### Excerpt provided
===
I venture to remind your Lordships that this is the aggregate of all personal, private and earned incomes and includes all wages, salaries and so on. I admit that these figures are dull and difficult to remember, but from the figures which I have quoted it will be seen that in 1938 90 per cent. of the annual income was spent on consumption goods and services at market prices, whereas the proportion in 1943 was as low as 6o per cent.—that is, a difference between 18s. in the pound and 12s. in the pound. Unless we imitate the attitude of Hitler in Germany before the war, there will be a marked difference here. Hitler's slogan was "Guns, not butter." Are we to substitute for it "Social security, not beef and beer"? That is the sort of question with which we are faced. No one wants a better Britain after the war more than I do. The noble Lord, Lord Woolton, referred to social stability in the debate last July, when he said that it was the foundation of a better Britain; but social stability will not be secured by enforcing in peacetime all the avoidable privations of war. I do not wish to see our people slaving in order that we shall spend more than we can afford.
===
### Recorded data
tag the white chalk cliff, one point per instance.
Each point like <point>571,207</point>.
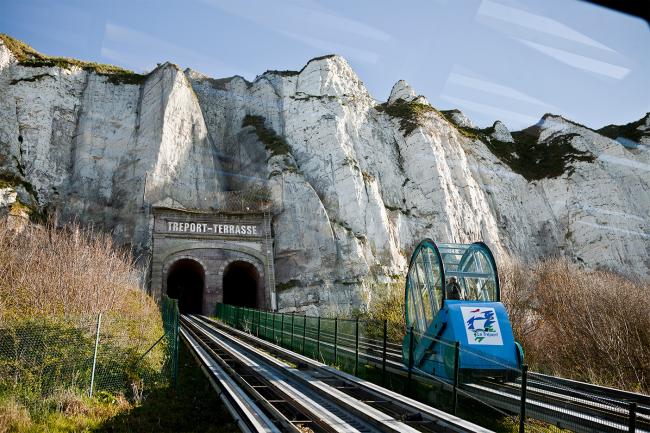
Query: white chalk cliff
<point>356,185</point>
===
### The tasks
1. Answer these from the speech excerpt, one line each:
(a) What was Hitler's slogan?
(b) What did Lord Woolton say was the foundation of a better Britain?
(c) What share of annual income was spent on consumption goods and services at market prices in 1938?
2. Summarize the speech excerpt in two sentences.

### Full solutions
1.
(a) "Guns, not butter."
(b) Social stability.
(c) 90 per cent.

2. The speaker points out that the share of annual income spent on consumption goods and services was 90 per cent in 1938 but much lower in 1943, and asks whether Britain will replace Hitler's "Guns, not butter" with "Social security, not beef and beer." Wanting a better Britain after the war, the speaker argues that social stability, which Lord Woolton called its foundation, will not be secured by enforcing the avoidable privations of war in peacetime.